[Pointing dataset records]
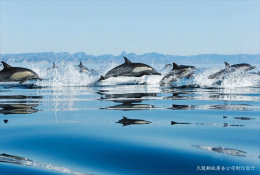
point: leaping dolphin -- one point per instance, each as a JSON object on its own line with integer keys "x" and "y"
{"x": 130, "y": 69}
{"x": 16, "y": 74}
{"x": 231, "y": 68}
{"x": 178, "y": 72}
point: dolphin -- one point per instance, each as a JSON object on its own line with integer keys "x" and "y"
{"x": 231, "y": 68}
{"x": 10, "y": 74}
{"x": 130, "y": 69}
{"x": 126, "y": 121}
{"x": 83, "y": 68}
{"x": 53, "y": 66}
{"x": 178, "y": 72}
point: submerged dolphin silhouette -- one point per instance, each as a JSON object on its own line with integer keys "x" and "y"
{"x": 126, "y": 121}
{"x": 10, "y": 74}
{"x": 231, "y": 68}
{"x": 178, "y": 72}
{"x": 130, "y": 69}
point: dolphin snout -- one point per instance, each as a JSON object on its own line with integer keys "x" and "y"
{"x": 156, "y": 73}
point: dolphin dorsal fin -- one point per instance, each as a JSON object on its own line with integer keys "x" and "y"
{"x": 127, "y": 61}
{"x": 175, "y": 66}
{"x": 5, "y": 65}
{"x": 227, "y": 64}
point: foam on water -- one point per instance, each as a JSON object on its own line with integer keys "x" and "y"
{"x": 67, "y": 74}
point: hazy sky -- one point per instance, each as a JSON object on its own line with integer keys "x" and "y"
{"x": 110, "y": 27}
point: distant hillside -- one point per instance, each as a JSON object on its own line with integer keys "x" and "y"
{"x": 145, "y": 58}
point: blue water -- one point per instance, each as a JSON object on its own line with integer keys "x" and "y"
{"x": 75, "y": 130}
{"x": 66, "y": 124}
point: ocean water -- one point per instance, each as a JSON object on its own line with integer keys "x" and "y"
{"x": 68, "y": 124}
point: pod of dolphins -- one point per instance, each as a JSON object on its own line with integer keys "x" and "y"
{"x": 127, "y": 69}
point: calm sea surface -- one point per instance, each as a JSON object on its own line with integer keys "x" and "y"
{"x": 129, "y": 129}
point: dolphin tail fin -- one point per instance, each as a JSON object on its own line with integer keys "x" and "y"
{"x": 23, "y": 80}
{"x": 5, "y": 65}
{"x": 127, "y": 61}
{"x": 175, "y": 66}
{"x": 227, "y": 64}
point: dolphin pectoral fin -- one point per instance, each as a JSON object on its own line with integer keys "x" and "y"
{"x": 227, "y": 64}
{"x": 23, "y": 80}
{"x": 6, "y": 65}
{"x": 127, "y": 61}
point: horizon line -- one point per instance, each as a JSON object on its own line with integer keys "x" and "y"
{"x": 125, "y": 53}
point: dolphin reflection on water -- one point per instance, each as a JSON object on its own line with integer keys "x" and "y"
{"x": 229, "y": 151}
{"x": 21, "y": 105}
{"x": 16, "y": 74}
{"x": 17, "y": 160}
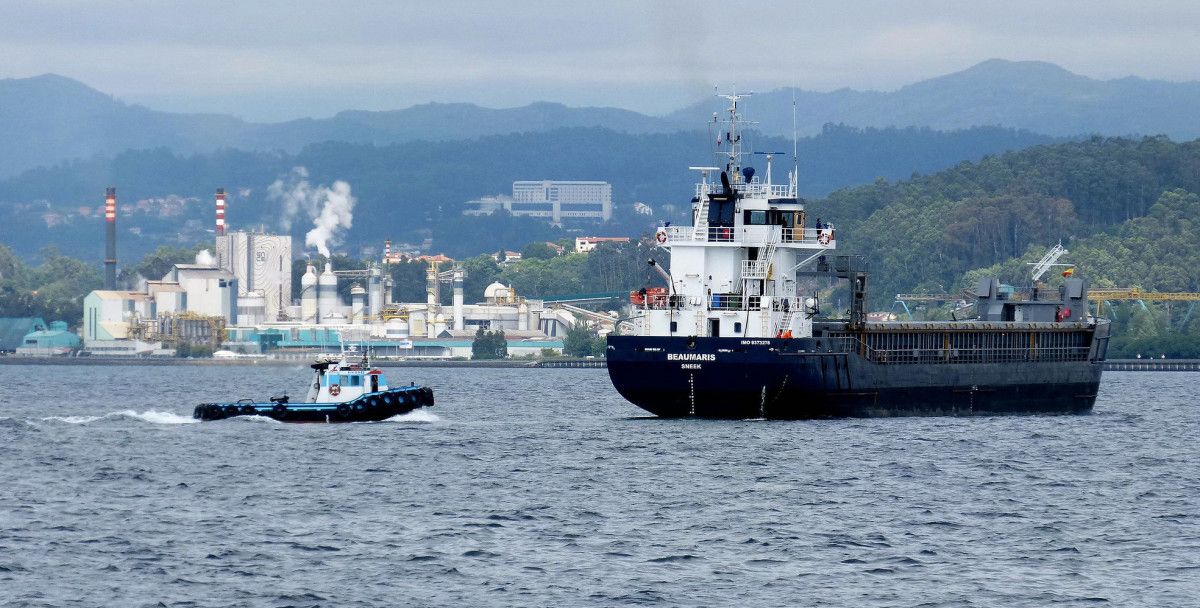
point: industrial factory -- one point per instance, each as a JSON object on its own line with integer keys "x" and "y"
{"x": 241, "y": 300}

Instructions for the task →
Quote every line word for word and keep the images out of the copy.

Expected output →
point: leaping dolphin -- one point per instance, each as a JSON object on its own line with integer keys "x" and "y"
{"x": 130, "y": 69}
{"x": 16, "y": 74}
{"x": 231, "y": 68}
{"x": 178, "y": 72}
point: dolphin -- one point per instance, each as a JSON object on its own line with integer keys "x" and "y"
{"x": 231, "y": 68}
{"x": 10, "y": 74}
{"x": 130, "y": 69}
{"x": 126, "y": 121}
{"x": 83, "y": 68}
{"x": 53, "y": 66}
{"x": 178, "y": 72}
point: submerged dolphin silhouette -- one point per instance, each as a JSON object on its own line with integer keys "x" and "y"
{"x": 126, "y": 121}
{"x": 10, "y": 74}
{"x": 231, "y": 68}
{"x": 178, "y": 72}
{"x": 130, "y": 69}
point: dolphin snout -- one point per instance, each as a JSON object on its own line with integer keys "x" and "y"
{"x": 156, "y": 73}
point: dolphin dorsal fin -- one point per instance, each as a JSON object on its own line with integer keys "x" and "y"
{"x": 127, "y": 61}
{"x": 175, "y": 66}
{"x": 5, "y": 65}
{"x": 227, "y": 64}
point: foam on water -- one point per instance, each as a JSON object on its own line with integer keys "x" and "y"
{"x": 67, "y": 74}
point: hazy sky -- one point per instance, each as a JSON object on its own line with integer keys "x" and "y"
{"x": 110, "y": 27}
point: distant hillside -- one point per instance, each as a JSON object on its own line with integer keys "x" and "y"
{"x": 145, "y": 58}
point: blue water -- one point per instance, each as a JSON object on its own line with integer keys "x" and "y"
{"x": 75, "y": 130}
{"x": 66, "y": 124}
point: ocean water -- one point per instance, each as a JSON object on its own line with integer keys "x" and "y"
{"x": 68, "y": 124}
point: pod of dolphins -- one point per instance, each as a JSON object on its own line with integer keys "x" and "y"
{"x": 127, "y": 69}
point: calm sea surface -- one point per instance, each as a JSON object on its own line with integer keys "x" and "y"
{"x": 129, "y": 129}
point: dolphin tail fin -- one point per instance, each as a JSON object on its own line with integer keys "x" and "y"
{"x": 23, "y": 80}
{"x": 5, "y": 65}
{"x": 127, "y": 61}
{"x": 175, "y": 66}
{"x": 227, "y": 64}
point: dolphin pectoral fin -- one point per instance, each as a JSON object on its own line with integer keys "x" and "y"
{"x": 227, "y": 64}
{"x": 23, "y": 80}
{"x": 6, "y": 65}
{"x": 127, "y": 61}
point: horizon line -- one point per instance, each as a JSON object on its own line with integer keys "x" and "y"
{"x": 125, "y": 53}
point: dolphin reflection on water -- one point per instance, each as a JSON object on its own line with integer keys "x" and "y"
{"x": 229, "y": 151}
{"x": 21, "y": 105}
{"x": 16, "y": 74}
{"x": 17, "y": 160}
point: industrial factory -- one point per instance, each as a JSON object on its own line with integer keys "x" and "y"
{"x": 241, "y": 300}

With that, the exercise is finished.